TO BE DONE
Carry on the interview transcript about whether IQ and intelligence have an upper limit, picking up after its final sentence.

EXTRACTED TEXT
┌────────

Sunday, 22 March 2020

Born to do Math 162 - Golden Age to Golden Age

Born to do Math 162 - Golden Age to Golden Age
Scott Douglas Jacobsen & Rick Rosner
March 22, 2020

[Beginning of recorded material]

Rosner: So, we were talking and wondering if there is an upper limit to IQ and, more importantly, if there is an upper limit to intelligence.

Scott Douglas Jacobsen: Yes. Is it a functional question?

Rosner: All of these issues come up. In the Golden Age of science fiction, in the 40s and the 50s, that's a misnomer now. Obviously, we live in science fiction now. Obviously, this is, by a more reasonable definition, the Golden Age of science fiction.

But in the Golden Age of old school science fiction, there were stories written with people in the 50s not skeptical of IQ yet, You had novels like Brainwave, where everybody on Earth suddenly has their IQ multiplied by 5. 

There is some other story, where this baby accidentally comes into contact with a ray gun from the future and has his IQ cubed. So, it was an easy shorthand for people becoming fantastically intelligent. The idea of IQ as it was used without skepticism in the 50s kind of made people think without thinking much.

That you could just turn IQ up like the volume knob in Spinal Tap. You could just keep going. If you look around online, then you could find all sorts of questionable claims being made for maximum possible intelligence.

└────────

GIVEN MATERIAL
┌────────

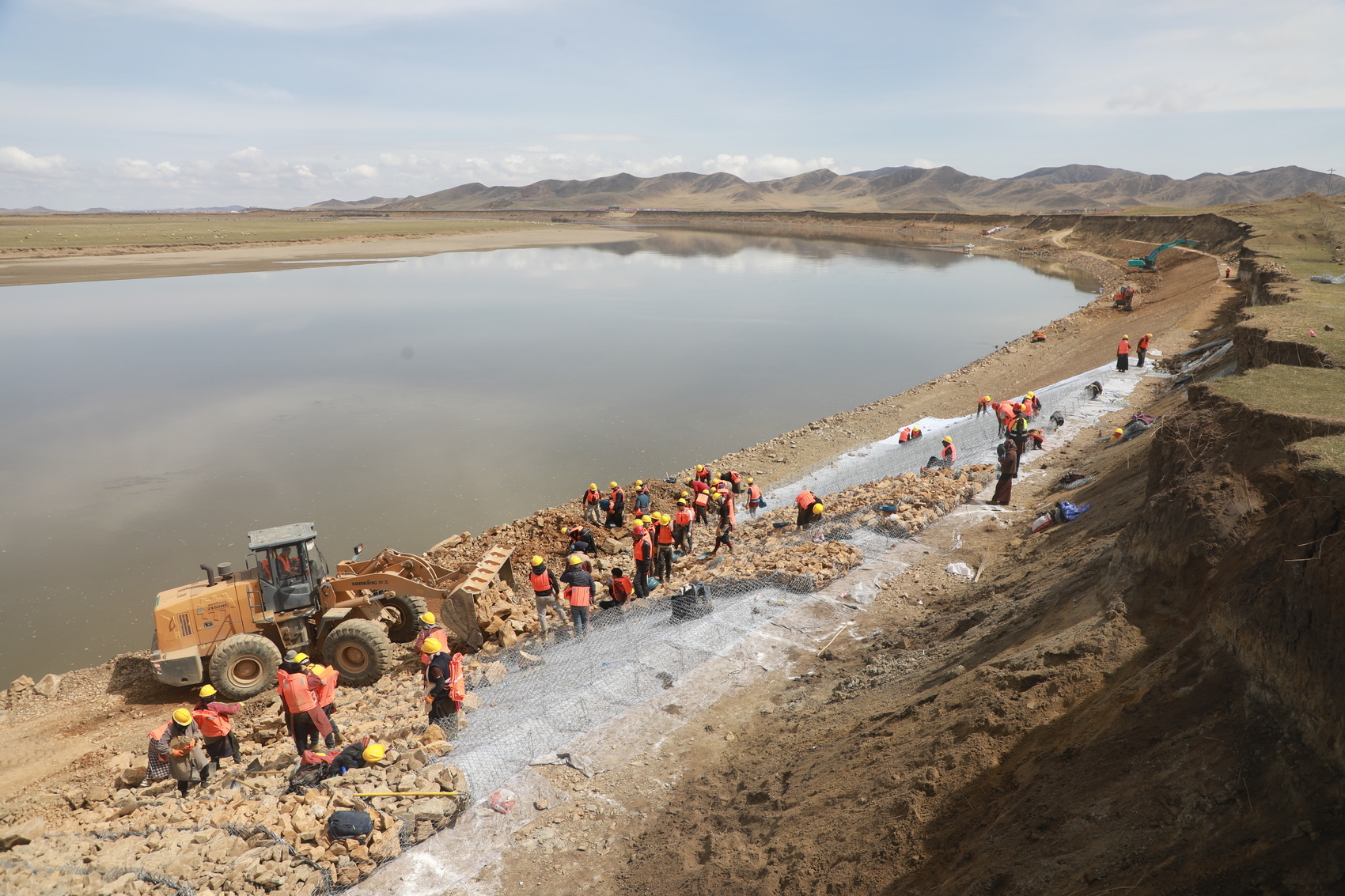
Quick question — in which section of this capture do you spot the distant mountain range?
[304,165,1345,213]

└────────

TASK ANSWER
An intelligence that would span the entire universe or seeing claims that Jesus was the smartest man who ever lived with an IQ of 300... or more.

Jacobsen: [Laughing].

Rosner: I would argue against unlimited intelligence. In that, the possibility of there being unlimited intelligence because everything that could be analyzed through intelligence or cognition has its own limits to complexity. 

That some systems are just not that complicated themselves like arithmetic. If you had unlimited intelligence, then you could go from arithmetic to every other area of math and then build the entire edifice of math in a short amount of time if you had an IQ of 1,200 or something.

But in practical terms, you don't go from buying three apples at the grocery store to uncovering the entire structure of mathematics or going from figuring out what some creepy guy says when he tells a woman that she has "nice gams" in 1952.

It doesn't take that much intelligence to figure out what the meaning and then the subtext. Most things aren't that complicated. We're about to enter an era of big data and A.I. analytics. A.I. is going to find patterns and principles that are way beyond unaugmented humans' abilities to principles and patterns.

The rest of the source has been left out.